Problem details – Find "target: green turtleneck sweater" in the records that follow; print that line and each subsequent line through the last one, verbatim and with nothing added.
## Begin Material for the task
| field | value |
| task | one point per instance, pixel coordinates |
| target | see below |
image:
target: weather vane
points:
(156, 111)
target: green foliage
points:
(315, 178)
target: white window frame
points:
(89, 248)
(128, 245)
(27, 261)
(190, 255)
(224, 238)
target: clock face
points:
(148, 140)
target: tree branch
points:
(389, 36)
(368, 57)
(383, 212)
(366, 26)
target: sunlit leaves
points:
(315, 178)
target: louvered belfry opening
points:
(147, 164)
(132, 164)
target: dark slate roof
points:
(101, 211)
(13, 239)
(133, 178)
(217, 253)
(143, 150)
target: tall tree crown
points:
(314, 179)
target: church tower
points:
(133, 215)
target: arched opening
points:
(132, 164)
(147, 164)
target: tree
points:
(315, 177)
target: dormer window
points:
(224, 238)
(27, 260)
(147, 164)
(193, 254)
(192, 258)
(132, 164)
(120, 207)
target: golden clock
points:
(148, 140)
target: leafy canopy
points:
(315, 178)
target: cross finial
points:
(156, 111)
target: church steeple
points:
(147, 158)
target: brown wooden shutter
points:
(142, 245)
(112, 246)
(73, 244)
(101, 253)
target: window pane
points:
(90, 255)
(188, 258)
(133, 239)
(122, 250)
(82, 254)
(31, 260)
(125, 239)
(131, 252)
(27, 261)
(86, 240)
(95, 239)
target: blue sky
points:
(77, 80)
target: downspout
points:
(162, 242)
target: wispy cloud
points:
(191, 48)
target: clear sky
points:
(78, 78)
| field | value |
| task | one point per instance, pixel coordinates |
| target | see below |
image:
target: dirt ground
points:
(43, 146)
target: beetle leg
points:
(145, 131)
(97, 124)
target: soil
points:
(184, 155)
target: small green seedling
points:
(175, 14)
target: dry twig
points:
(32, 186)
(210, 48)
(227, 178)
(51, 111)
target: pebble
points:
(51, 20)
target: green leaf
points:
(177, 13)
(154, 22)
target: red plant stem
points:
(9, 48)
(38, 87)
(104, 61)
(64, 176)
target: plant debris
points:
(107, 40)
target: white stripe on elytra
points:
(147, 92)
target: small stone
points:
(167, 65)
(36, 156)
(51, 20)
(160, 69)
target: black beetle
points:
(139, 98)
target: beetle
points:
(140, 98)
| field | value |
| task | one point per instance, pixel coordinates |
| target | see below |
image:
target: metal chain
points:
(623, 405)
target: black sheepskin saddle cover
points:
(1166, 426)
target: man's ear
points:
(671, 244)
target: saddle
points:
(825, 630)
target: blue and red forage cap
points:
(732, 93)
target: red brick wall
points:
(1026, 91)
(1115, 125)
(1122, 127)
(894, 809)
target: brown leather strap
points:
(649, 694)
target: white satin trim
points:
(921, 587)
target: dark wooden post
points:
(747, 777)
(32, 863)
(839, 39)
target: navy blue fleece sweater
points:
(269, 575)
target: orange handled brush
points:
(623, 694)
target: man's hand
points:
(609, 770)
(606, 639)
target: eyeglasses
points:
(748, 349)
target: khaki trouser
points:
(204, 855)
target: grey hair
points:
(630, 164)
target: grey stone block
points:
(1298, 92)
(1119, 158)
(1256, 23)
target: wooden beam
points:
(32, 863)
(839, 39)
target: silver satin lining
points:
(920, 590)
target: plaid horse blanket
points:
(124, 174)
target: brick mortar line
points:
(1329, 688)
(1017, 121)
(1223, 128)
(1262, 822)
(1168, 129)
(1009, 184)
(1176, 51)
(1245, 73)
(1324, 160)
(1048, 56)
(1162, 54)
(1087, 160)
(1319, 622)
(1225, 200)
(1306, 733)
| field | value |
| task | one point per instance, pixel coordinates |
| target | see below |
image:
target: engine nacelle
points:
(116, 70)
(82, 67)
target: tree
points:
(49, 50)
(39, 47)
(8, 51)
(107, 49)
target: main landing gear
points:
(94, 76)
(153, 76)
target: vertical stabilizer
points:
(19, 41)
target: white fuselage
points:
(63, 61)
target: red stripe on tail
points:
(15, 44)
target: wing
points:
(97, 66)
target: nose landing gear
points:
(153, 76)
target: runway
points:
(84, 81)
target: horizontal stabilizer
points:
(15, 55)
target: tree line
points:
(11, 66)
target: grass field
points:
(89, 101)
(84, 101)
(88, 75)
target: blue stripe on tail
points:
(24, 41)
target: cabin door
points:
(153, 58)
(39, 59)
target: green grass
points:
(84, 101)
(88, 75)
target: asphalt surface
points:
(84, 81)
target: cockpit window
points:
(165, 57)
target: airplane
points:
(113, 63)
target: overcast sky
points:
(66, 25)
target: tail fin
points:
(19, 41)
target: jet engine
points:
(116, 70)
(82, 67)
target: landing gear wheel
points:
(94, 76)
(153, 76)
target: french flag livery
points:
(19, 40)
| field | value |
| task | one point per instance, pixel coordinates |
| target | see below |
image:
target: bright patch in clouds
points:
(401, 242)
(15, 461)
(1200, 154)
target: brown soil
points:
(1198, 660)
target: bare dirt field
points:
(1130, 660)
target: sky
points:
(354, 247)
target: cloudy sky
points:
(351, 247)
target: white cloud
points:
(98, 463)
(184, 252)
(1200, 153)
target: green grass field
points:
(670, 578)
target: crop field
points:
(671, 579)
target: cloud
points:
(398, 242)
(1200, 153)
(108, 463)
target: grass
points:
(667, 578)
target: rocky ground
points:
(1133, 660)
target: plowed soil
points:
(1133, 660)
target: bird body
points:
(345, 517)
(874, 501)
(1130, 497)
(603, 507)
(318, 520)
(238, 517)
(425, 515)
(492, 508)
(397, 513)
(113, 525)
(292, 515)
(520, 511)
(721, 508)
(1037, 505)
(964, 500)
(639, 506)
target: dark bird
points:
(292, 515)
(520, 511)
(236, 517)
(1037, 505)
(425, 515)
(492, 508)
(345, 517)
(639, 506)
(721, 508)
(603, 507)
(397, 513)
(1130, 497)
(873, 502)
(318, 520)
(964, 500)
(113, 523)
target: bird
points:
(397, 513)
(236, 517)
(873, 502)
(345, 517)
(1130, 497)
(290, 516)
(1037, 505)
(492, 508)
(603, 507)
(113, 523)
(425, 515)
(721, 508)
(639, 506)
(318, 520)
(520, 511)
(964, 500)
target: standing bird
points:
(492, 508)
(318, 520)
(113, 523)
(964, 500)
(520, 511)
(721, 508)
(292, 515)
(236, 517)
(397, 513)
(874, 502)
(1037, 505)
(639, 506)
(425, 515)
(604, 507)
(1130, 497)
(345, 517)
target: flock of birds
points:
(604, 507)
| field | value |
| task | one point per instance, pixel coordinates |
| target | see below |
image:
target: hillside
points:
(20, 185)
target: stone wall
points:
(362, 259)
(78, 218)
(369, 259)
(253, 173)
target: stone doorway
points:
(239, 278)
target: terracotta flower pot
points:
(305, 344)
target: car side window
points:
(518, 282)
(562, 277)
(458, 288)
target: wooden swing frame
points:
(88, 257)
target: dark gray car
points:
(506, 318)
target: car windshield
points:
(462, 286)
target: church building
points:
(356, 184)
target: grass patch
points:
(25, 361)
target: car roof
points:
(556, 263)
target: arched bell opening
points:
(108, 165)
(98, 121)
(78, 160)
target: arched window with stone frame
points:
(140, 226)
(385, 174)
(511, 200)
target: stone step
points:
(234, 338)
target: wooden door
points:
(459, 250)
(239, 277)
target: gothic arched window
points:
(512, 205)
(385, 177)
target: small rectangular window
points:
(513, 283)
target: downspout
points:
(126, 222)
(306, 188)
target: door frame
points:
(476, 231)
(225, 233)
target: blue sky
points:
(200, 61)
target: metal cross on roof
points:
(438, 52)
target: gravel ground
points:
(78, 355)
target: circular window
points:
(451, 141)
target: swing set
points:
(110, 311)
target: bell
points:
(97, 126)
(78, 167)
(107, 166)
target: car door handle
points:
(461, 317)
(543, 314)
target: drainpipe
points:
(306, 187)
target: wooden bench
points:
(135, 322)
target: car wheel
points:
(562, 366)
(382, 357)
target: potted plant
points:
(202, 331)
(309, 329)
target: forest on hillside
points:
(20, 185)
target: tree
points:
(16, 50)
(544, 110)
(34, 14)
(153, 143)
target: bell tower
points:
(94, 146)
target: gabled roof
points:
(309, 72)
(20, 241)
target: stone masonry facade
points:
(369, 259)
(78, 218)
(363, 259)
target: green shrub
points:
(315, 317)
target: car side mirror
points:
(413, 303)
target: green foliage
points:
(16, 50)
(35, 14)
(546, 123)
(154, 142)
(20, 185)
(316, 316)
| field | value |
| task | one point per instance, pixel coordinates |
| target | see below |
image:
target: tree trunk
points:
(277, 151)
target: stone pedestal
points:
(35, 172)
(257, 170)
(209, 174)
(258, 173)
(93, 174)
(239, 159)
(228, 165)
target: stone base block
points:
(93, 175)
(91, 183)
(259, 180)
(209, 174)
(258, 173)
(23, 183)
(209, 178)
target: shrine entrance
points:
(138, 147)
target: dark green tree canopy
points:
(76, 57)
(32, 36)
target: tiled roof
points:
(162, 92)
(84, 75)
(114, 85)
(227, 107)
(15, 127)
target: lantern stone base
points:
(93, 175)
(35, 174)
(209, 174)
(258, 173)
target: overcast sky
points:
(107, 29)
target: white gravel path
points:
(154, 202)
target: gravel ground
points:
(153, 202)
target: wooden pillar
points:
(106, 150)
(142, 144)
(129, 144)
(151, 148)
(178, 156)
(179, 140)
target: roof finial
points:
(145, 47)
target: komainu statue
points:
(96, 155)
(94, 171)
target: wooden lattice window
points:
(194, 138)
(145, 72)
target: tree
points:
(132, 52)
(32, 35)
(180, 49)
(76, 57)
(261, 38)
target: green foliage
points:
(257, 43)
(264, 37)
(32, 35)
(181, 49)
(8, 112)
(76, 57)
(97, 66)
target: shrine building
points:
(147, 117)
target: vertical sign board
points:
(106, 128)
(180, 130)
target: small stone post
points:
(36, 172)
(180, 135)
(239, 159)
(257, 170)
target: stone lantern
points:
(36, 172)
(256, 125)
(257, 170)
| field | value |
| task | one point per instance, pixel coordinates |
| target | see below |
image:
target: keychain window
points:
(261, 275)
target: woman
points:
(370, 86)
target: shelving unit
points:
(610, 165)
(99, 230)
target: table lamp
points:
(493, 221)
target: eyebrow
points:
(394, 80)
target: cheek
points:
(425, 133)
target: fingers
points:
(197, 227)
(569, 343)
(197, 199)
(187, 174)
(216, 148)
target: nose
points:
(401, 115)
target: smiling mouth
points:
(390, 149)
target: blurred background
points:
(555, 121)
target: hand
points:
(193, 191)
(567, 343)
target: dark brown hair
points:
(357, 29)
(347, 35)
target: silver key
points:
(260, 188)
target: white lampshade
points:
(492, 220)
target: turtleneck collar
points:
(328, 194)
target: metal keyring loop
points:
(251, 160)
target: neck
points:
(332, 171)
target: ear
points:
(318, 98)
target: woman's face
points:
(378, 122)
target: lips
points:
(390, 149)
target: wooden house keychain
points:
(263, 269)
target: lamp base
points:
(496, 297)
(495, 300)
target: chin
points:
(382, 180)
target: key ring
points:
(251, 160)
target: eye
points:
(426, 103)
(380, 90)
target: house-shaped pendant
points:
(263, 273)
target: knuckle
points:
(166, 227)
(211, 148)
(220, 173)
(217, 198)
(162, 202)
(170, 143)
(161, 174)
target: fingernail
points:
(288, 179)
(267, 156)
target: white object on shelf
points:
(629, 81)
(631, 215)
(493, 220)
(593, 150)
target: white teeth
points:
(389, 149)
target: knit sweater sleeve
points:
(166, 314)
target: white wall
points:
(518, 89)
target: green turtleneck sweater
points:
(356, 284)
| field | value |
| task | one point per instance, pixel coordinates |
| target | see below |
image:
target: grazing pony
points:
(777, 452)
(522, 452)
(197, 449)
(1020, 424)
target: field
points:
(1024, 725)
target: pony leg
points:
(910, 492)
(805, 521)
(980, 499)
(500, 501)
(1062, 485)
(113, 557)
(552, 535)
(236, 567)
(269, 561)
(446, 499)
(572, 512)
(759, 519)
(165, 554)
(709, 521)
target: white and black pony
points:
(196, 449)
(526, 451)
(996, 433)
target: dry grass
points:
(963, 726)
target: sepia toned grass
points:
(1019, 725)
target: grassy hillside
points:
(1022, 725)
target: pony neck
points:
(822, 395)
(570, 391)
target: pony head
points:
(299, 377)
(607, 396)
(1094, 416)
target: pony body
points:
## End Material for the task
Correct answer –
target: green turtleneck sweater
points:
(356, 284)
| field | value |
| task | one point per instance, pixel coordinates |
| target | see below |
image:
target: grazing pony
points:
(777, 452)
(522, 452)
(197, 449)
(1020, 424)
target: field
points:
(1024, 725)
target: pony leg
points:
(910, 492)
(805, 521)
(980, 499)
(500, 501)
(1062, 485)
(113, 557)
(552, 535)
(236, 567)
(269, 561)
(446, 499)
(572, 512)
(759, 519)
(165, 554)
(709, 521)
target: white and black pony
points:
(196, 449)
(526, 451)
(996, 433)
target: dry grass
points:
(963, 726)
target: sepia toned grass
points:
(1019, 725)
target: grassy hillside
points:
(1022, 725)
target: pony neck
points:
(822, 395)
(570, 391)
target: pony head
points:
(299, 377)
(607, 396)
(1094, 416)
target: pony body
points:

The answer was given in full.